**Source passage**
BEGIN

Semiconductor Detectors and Silicon Photomultiplier Tubes

Pixelated semiconductor detectors have been a recent advance in SPECT. Semiconductors directly convert the electronic signal into an image (allowing a compact system) and have a high sensitivity allowing for low radiation dose imaging. Their use is expanding to PET, and some of the next-generation PET scanners will incorporate semiconductor detector material cadmium telluride (CdTe). These detectors are compact and can be tightly packed and coupled one to one with the PET scintillation crystals.³⁴ These semiconductor detectors appear to have slightly better spatial resolution and significantly better energy resolution and lower scatter compared to conventional PET.³⁵,³⁶ Also, conventional photomultiplier tubes are extremely sensitive to magnetic fields and limit the MR signal. For this reason, novel silicon-based solid-state sensors called avalanche photodiodes, which are insensitive to magnetic fields, have been developed for hybrid PET/MR systems. The silicon-based photomultiplier tubes also offer advantages of improved signal to noise and timing resolution allowing for time-of-flight (TOF) imaging.³⁷

Time-of-Flight Imaging

TOF is the time difference between the two annihilation photons reaching their respective detectors 180 degrees apart.³,³² The coincidence electronics in the new advanced PET scanners with TOF electronics are capable of measuring the exact time interval between the two annihilation photons reaching the opposing detectors. The exact location of the annihilation is estimated by multiplying the difference in time with the speed of light along the coincidence ray between the two opposing detectors.³² This allows for the PET scanners with TOF to localize an annihilation event to a much smaller directional ray than conventional scanners, which results in an increased spatial resolution (Fig. 22-2).³² However, the major limitation in its application in cardiac PET may be the presence of cardiac and respiratory motion. Advances in respiratory gating and freeze motion correction might improve the applicability of TOF in cardiac PET imaging.²⁹ Furthermore, with the advent of newer crystals, which have better timing resolution without a compromise on their stopping power, a further improvement in detector efficiency and signal-to-noise ratio can be expected.⁵,³² This may be helpful in imaging obese patient where limited image quality from higher scattered counts has always been a concern.

END

**Check your understanding**
a) According to the passage on semiconductor detectors and time-of-flight imaging, how do semiconductor detectors compare with conventional PET? List each point of comparison.
b) Go on with the passage on semiconductor detectors and time-of-flight imaging, starting after its last sentence.
The data are not needed for what is asked here.

**Information supplied**
BEGIN

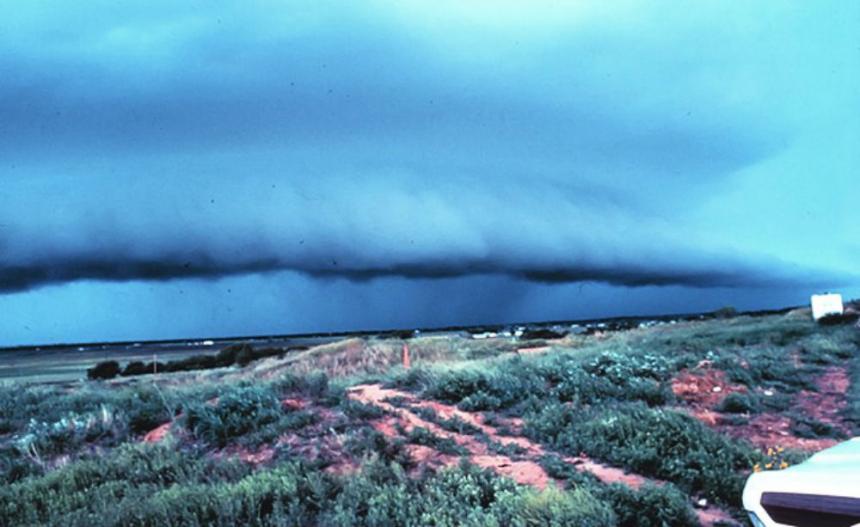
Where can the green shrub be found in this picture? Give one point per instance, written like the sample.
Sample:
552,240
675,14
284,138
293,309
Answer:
137,368
653,442
650,506
70,432
421,436
238,412
739,403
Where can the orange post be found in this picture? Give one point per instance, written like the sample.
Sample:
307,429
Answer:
406,362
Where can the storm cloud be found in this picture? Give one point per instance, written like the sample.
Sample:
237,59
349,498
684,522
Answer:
626,144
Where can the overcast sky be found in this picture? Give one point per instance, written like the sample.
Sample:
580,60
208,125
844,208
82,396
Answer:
219,168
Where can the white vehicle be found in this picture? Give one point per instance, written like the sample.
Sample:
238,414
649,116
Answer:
823,491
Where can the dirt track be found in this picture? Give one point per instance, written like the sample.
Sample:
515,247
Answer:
522,468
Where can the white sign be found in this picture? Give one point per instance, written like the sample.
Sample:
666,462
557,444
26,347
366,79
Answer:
828,304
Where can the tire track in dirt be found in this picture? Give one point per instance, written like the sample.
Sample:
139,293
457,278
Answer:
524,470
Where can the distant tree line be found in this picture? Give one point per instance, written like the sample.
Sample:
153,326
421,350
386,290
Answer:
237,354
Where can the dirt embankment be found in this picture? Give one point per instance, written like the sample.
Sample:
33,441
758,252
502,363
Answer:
523,467
703,389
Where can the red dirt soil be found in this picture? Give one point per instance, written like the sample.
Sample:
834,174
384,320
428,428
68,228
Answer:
524,469
703,387
157,434
767,429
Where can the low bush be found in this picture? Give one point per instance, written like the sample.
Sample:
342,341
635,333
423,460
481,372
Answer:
650,506
70,432
422,436
653,442
739,403
104,370
236,413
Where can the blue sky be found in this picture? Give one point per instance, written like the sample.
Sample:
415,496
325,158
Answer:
188,169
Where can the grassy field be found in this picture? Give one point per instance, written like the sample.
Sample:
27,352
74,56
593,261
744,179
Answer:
651,426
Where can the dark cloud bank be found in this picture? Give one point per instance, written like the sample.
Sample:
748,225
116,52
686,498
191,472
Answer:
347,149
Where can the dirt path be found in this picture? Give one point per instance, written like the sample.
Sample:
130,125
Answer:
522,468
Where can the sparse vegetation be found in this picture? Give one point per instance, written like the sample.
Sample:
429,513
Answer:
279,443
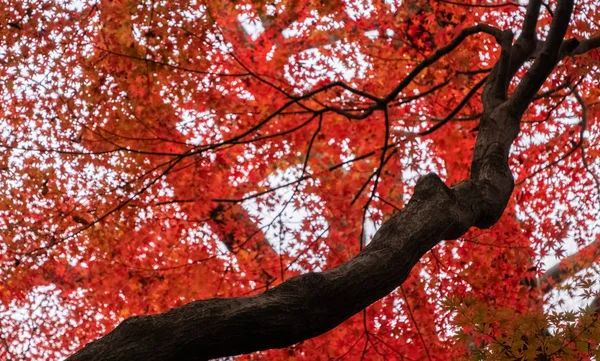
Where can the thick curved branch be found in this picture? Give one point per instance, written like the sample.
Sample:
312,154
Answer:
545,61
311,304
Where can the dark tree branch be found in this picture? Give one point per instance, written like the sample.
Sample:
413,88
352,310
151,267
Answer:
545,61
311,304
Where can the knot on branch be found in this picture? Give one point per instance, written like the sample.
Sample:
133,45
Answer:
495,184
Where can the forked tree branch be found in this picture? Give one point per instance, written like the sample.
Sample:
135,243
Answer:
311,304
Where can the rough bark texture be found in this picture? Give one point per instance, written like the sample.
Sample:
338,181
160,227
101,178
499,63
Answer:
313,303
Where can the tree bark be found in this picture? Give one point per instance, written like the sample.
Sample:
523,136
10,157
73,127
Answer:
313,303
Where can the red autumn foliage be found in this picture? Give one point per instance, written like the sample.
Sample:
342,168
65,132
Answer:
154,153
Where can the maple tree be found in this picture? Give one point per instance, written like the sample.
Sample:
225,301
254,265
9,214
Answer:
230,161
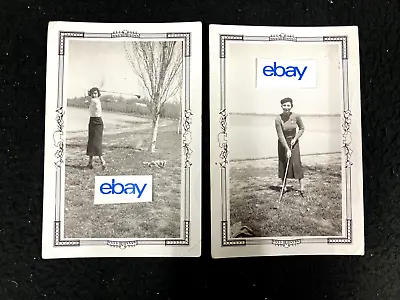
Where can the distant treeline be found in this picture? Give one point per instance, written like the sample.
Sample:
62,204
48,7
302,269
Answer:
133,106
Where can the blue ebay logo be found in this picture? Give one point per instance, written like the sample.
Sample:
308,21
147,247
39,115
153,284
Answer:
117,188
123,189
281,71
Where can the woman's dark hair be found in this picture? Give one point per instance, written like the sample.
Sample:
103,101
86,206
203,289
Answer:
94,89
284,100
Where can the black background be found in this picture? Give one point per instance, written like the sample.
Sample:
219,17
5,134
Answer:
24,275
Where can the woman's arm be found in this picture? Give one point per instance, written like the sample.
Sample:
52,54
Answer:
279,131
301,127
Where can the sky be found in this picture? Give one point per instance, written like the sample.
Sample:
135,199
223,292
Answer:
99,63
245,97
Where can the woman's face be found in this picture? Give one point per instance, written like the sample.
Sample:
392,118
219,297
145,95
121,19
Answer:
95,94
286,107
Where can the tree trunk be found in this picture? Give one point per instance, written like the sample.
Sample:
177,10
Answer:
179,123
155,132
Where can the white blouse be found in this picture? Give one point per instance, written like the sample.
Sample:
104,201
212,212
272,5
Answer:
95,107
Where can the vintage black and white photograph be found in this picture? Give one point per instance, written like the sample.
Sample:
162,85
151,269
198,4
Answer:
286,144
126,111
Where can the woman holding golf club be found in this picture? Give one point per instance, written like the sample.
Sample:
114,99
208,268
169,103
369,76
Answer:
95,139
286,125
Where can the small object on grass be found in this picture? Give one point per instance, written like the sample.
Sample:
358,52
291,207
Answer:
156,163
244,231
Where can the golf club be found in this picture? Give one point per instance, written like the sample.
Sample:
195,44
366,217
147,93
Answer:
284,178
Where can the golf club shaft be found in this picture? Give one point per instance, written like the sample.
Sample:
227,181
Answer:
284,178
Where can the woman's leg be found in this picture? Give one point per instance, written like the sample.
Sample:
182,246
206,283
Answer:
301,185
90,164
103,162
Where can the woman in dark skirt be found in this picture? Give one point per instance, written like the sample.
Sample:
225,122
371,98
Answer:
95,140
286,125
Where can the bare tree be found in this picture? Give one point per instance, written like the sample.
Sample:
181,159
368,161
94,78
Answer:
179,101
159,67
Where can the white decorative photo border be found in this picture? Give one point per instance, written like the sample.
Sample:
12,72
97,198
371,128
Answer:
352,241
189,244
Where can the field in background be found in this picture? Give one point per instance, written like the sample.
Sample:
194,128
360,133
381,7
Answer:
254,194
77,120
254,137
131,106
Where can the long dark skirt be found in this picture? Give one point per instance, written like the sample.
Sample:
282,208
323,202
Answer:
95,140
295,169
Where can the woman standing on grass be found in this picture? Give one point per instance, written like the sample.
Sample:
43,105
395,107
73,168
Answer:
286,125
96,126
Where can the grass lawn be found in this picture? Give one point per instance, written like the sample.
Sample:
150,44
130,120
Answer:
158,219
254,195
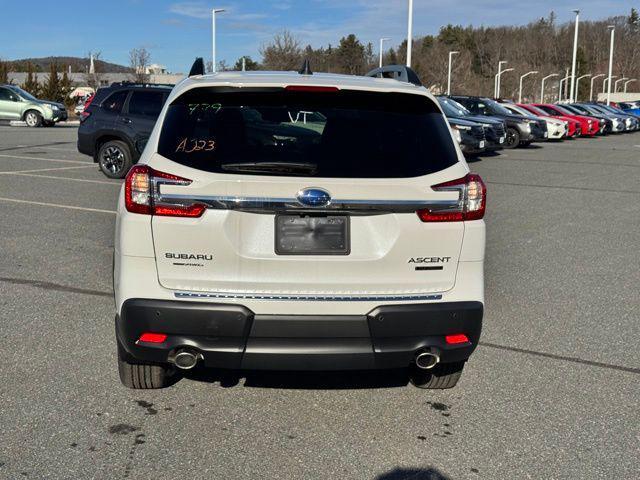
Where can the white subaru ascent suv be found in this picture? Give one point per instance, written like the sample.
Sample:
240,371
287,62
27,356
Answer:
299,221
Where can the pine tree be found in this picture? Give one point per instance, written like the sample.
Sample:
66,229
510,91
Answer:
351,55
51,90
31,84
249,64
634,21
66,87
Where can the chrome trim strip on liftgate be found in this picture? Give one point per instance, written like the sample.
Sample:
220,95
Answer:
309,298
270,204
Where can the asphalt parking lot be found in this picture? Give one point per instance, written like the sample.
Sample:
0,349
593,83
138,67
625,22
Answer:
552,392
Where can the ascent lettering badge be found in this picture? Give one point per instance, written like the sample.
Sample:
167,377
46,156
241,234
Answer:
429,260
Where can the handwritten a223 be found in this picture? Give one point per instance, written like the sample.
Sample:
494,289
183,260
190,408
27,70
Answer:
190,145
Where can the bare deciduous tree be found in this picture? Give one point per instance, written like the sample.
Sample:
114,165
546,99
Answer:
283,53
139,62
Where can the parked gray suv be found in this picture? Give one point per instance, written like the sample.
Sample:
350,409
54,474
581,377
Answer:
16,104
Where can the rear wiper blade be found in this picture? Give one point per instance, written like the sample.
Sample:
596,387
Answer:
282,167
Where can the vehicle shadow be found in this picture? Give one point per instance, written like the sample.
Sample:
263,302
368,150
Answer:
413,474
297,380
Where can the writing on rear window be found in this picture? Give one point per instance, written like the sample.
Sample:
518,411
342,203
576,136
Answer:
272,131
190,145
203,107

END

**Responses for each task**
a)
- Slightly better spatial resolution
- Significantly better energy resolution
- Lower scatter

b)
Hybrid Radionuclide Imaging Systems: PET/CT and PET/MRI

Radionuclide imaging has the distinct advantage of high sensitivity to detect minute physiologic processes. However, the anatomical image resolution is limited. Hybrid imaging systems of PET/CT and PET/MR overcome these limitations. CT offers high-resolution anatomical images, and MR offers high-resolution anatomical and
functional assessments. Hybrid PET/CT and PET/MR images can be performed as images on separate scanners and fused using software or acquired at the same setting sequentially (PET/CT) or simultaneously (PET/MR). Sequential and simultaneous acquisition of hybrid images offers distinct advantages, which are discussed in a later section. Table 2 lists the key characteristics of integrated PET/CT and PET/MR systems.

TABLE 22.2 Key Characteristics of Imaging Systems Combined with PET

Characteristic	MR	CT
Technically challenging	Yes	No
Increased radiation dose	No	Yes
Simultaneous imaging	Yes	No
Motion correction	Yes	No
Better spatial resolution	Yes	Yes
Better soft tissue contrast	Yes	No
Structure and function analysis	Yes	No
Scar assessment	Yes	No
Coronary angiography	Yes	Yes
Coronary calcium assessment	No	Yes
Molecular imaging	Yes	No
Renal dysfunction	No	No
Image with metallic implants	Yes/No	Yes
MR, magnetic resonance; CT, computed tomography.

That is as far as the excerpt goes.